What this task involves
Your reply should consist only of the lines from the one holding "Query: blazer shoulder" to the last line of the data below, written out exactly and without pictures.

Dataset entries
####################

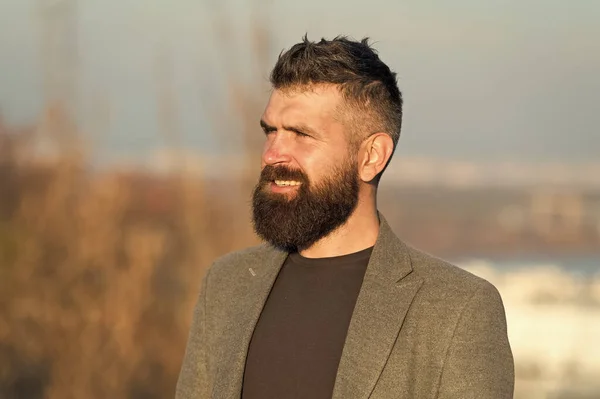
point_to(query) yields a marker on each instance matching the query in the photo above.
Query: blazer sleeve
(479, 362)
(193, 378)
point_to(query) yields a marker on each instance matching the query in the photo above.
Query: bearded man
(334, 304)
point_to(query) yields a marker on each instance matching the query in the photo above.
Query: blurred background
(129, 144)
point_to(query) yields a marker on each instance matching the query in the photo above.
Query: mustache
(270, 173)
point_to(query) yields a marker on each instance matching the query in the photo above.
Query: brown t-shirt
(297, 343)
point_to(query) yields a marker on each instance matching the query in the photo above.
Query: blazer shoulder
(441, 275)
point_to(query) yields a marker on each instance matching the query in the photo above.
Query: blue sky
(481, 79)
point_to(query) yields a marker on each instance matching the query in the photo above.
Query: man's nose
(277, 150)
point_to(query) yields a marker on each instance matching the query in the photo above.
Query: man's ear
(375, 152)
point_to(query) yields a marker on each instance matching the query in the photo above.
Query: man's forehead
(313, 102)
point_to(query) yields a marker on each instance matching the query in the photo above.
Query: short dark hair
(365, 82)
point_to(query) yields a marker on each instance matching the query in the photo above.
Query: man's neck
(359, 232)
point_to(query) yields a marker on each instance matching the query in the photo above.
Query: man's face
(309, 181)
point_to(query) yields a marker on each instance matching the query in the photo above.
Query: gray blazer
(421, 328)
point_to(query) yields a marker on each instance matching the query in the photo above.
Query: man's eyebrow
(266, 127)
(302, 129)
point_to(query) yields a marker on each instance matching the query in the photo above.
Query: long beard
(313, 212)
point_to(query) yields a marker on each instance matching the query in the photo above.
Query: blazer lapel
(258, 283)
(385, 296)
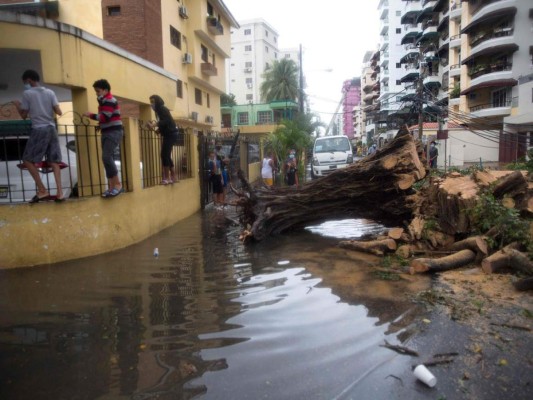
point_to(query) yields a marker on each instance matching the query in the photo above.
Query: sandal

####################

Solution below
Query: blazer shoulder
(441, 275)
point_to(query) yields a marker on each instance matching the query in the photo above.
Query: blue sky
(481, 79)
point_to(query) yields a marker on each instance matching the query in the photo above.
Query: man's nose
(277, 150)
point_to(query) yields a marker on each instance matching the query in the photo above.
Query: man's ear
(375, 152)
point_to(query) yields a marker on each instance matching the query in the photo above.
Query: man's forehead
(313, 102)
point_to(query) yields a marker on each instance matching the query in the photo above.
Query: short dark hair
(365, 82)
point_to(query) yields a marker on each instance matching the query in the photo above.
Query: man's neck
(359, 232)
point_to(query) yields a marker on each instance matching the query in the photo above.
Query: man's face
(309, 181)
point_to(query) yields a marker on each instance matching the query in the photo above.
Query: gray blazer
(421, 328)
point_to(query) yields a marker on each instance matching the query in the photo above.
Query: man's eyebrow
(266, 127)
(302, 129)
point_to(query) yields a marker on each instance matching the query in the photo above.
Query: long beard
(313, 212)
point_to(query) yields a marker on each instance matching the query in the photo above.
Query: blazer lapel
(258, 283)
(385, 296)
point_to(query) yields a marker on each instance matching the query in the photo above.
Query: sandal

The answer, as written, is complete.